> 課題一覧
a: sendmailのセキュリティ・ホールに関する文章のうち、「3月3日に見つかったsend」から「現する可能性は否定できない。」までを、両端も含めて一字一句違えずに書き写しなさい。
b: sendmailのセキュリティ・ホールに関する文章を、最後の文に続けて書き進めなさい。

3月3日に見つかったsendmailのセキュリティ・ホール。あなたの組織では既に対応済みだろうか。まだの組織はすぐに対応する必要がある。現時点では,セキュリティ・ホールを悪用するワームが出現する可能性はそれほど高くないものの,特定環境のsendmailサーバーの“乗っ取り”が可能であることを示す検証用コードは既に存在する。攻撃自体は現時点でも可能なのである。今後,多くの環境に“通用”するワームが出現する可能性は否定できない。

 そのようなワームが出現する前に,すべてのsendmailでセキュリティ・ホールをふさいでおかなければならない。ほとんどのベンダーはパッチを公開している。メール・サーバーをほとんど停止することなくセキュリティ・ホールをふさげるので,一刻も早く適用してほしい。攻撃を受けてからでは遅いのである。

> データ部
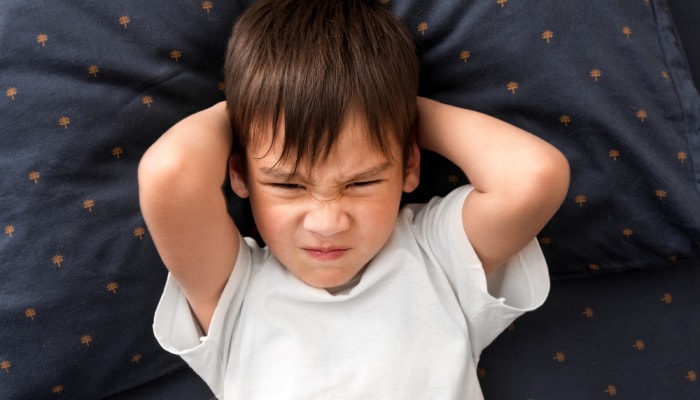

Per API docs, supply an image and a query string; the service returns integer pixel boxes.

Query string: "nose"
[304,199,350,237]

> 各課題の解答
a:
3月3日に見つかったsendmailのセキュリティ・ホール。あなたの組織では既に対応済みだろうか。まだの組織はすぐに対応する必要がある。現時点では,セキュリティ・ホールを悪用するワームが出現する可能性はそれほど高くないものの,特定環境のsendmailサーバーの“乗っ取り”が可能であることを示す検証用コードは既に存在する。攻撃自体は現時点でも可能なのである。今後,多くの環境に“通用”するワームが出現する可能性は否定できない。

b:
 この記事では,今回のセキュリティ・ホールが与える影響や,セキュリティ・ホールの対策方法をまとめた。IT Proでも今回のセキュリティ・ホールに関する記事は何度か掲載しているので,「またか」と思う読者もいるだろう(関連記事1関連記事2)。実際,過去の記事の内容に重複する部分も少なくない。しかし,今回のセキュリティ・ホールが及ぼす影響を考慮すると,いくら注意を呼びかけても「呼びかけすぎ」にはならないだろう。

 もちろん必要以上にあわてる必要はない。“通常の”セキュリティ・ホールと同様に,「パッチの適用」といった通常の対応を施せば十分である。あわてさせることがこの記事の狙いではない。sendmailのユーザー全員に今回のセキュリティ・ホールを知ってもらい,“通常の”対応をきちんとしてもらうことが狙いなのである。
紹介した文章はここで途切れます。